- **Document text**:

◇ ◇ ◇ ◇ ◇ ◇ ◇

When she spoke, she talked about the difficulty she had each night as she sat for dinner with her sons before the show. She said she couldn't look at them without crying, a feeling that persisted until the end of the run. She admitted that she was using them to prepare for her performance each night, imagining slaughtering them with her own hands as they ate quietly. I thought my mother was the only one who did that kind of thing.
The play was a deeply moving meditation on a woman who had been grievously betrayed. There was no sense of Jason being right. He had obviously scorned his wife, and her grief had turned inward to rage, and then outward to murder. It was the story of the first wife scorned by a callow husband for a younger woman. The sense of great injustice was palpable and righteous. And she wasn't taking it lying down. No wonder New Yorkers loved it. (I'm joking, but the point is that the production was very much of it's time).
It was interesting to read the play again with this experience in hand. This time I saw (forgive me) Jason's side of things. Perhaps it's because I've been through a divorce myself, but I saw a world in which Jason was also trapped by circumstance. He didn't handle it very well, and to me that was the mistake. If he had a master plan, he should have made her a partner in it. But perhaps, in that age, a man needn't but assume that his wishes stood for the best interests of his family. But still, the drama of "natural" law, versus social norm, the law of man, plays out like a time-bomb.
But that is nature of great drama, especially tragedy. There is no "bad guy", certainly a hero and a villain, but we must have empathy for both or the drama sinks! (or it's a tv series) Circumstances and time are the true enemies. Perhaps this is the nature of the struggle? We contain within us the struggle between passion and reason, but are victims, if we fail, of time and circumstance.

◇ ◇ ◇ ◇ ◇ ◇ ◇

- **Dataset content**:

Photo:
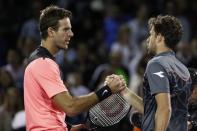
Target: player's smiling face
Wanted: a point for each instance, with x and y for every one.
(63, 34)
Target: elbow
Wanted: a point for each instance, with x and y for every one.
(167, 111)
(71, 111)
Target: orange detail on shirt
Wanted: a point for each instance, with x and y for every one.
(42, 81)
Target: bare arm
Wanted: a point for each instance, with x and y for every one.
(75, 105)
(133, 99)
(163, 112)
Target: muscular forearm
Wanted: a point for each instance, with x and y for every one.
(133, 99)
(162, 118)
(80, 104)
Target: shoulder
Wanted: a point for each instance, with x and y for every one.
(42, 64)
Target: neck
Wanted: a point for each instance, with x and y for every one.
(49, 46)
(162, 48)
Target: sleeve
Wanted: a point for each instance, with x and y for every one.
(47, 74)
(157, 78)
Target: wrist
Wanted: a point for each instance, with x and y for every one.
(103, 93)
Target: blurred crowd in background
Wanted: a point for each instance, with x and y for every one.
(109, 37)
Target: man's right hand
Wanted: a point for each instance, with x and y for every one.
(115, 82)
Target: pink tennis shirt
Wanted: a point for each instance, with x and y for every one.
(42, 81)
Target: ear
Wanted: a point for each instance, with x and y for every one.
(51, 32)
(160, 38)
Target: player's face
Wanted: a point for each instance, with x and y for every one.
(63, 34)
(151, 42)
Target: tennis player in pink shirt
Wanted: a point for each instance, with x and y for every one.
(47, 100)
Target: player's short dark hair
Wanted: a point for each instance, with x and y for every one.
(193, 75)
(169, 27)
(50, 16)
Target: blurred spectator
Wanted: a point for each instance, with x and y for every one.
(139, 27)
(193, 48)
(122, 45)
(111, 24)
(192, 123)
(176, 9)
(29, 36)
(6, 81)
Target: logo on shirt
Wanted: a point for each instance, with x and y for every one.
(160, 74)
(104, 92)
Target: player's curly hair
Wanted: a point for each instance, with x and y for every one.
(50, 16)
(169, 27)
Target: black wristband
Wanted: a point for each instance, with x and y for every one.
(103, 93)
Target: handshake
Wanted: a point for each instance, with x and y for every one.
(116, 83)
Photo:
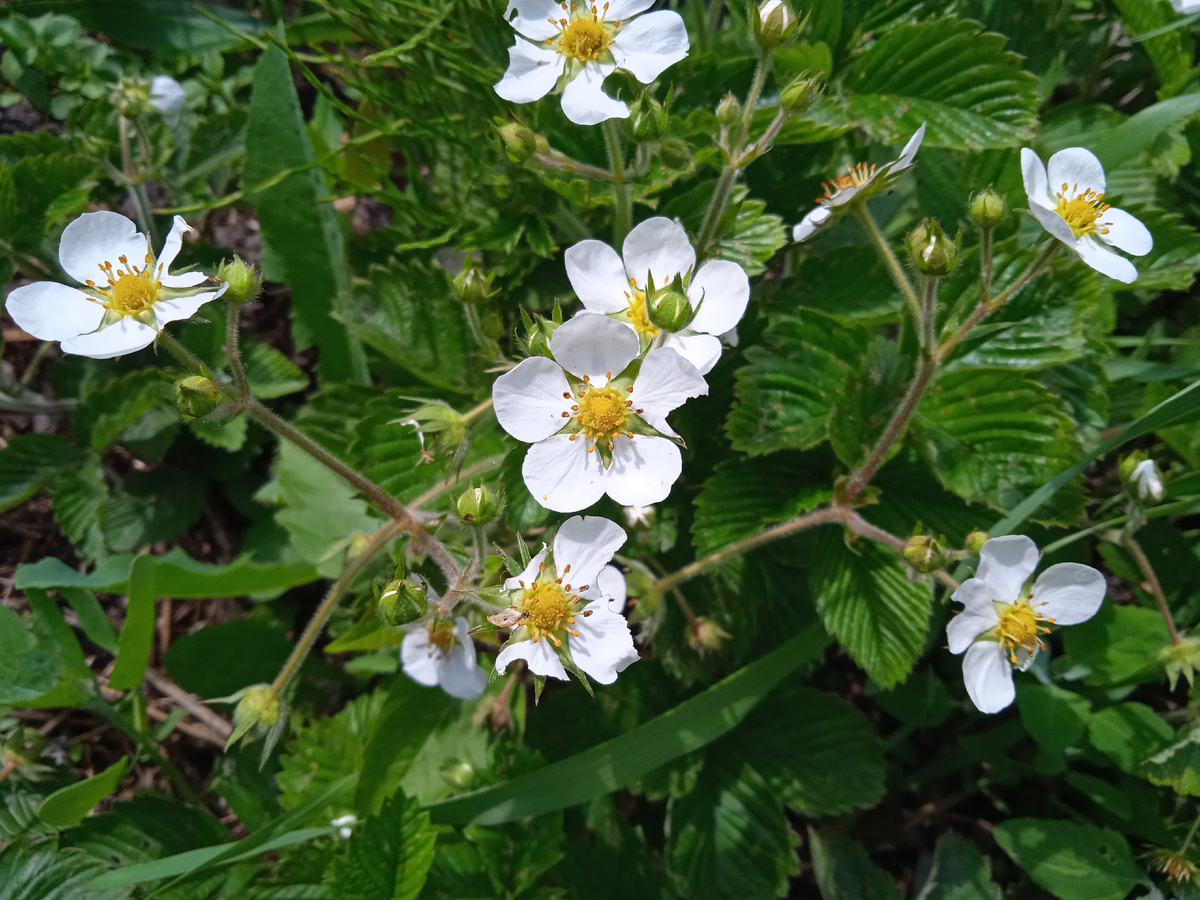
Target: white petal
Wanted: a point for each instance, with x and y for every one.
(539, 655)
(99, 238)
(649, 45)
(531, 573)
(1033, 172)
(1006, 564)
(598, 276)
(701, 351)
(117, 340)
(1077, 168)
(604, 646)
(563, 475)
(808, 226)
(666, 382)
(593, 345)
(53, 312)
(659, 246)
(586, 544)
(585, 101)
(1126, 233)
(532, 72)
(419, 658)
(1068, 593)
(988, 677)
(1105, 262)
(721, 291)
(643, 468)
(528, 400)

◇ ◇ ◇ ◇ ◇ ◇ ◇

- **Required work**:
A: Repeat word for word the passage of the reflection on the play starting at "When she spoke, she" and ending at "kind of thing.".
B: List every remark that the reflection on the play places inside parentheses.
The rows are separate material from the reflection on the play.

- **Responses for each task**:
A:
When she spoke, she talked about the difficulty she had each night as she sat for dinner with her sons before the show. She said she couldn't look at them without crying, a feeling that persisted until the end of the run. She admitted that she was using them to prepare for her performance each night, imagining slaughtering them with her own hands as they ate quietly. I thought my mother was the only one who did that kind of thing.

B:
- (I'm joking, but the point is that the production was very much of it's time)
- (forgive me)
- (or it's a tv series)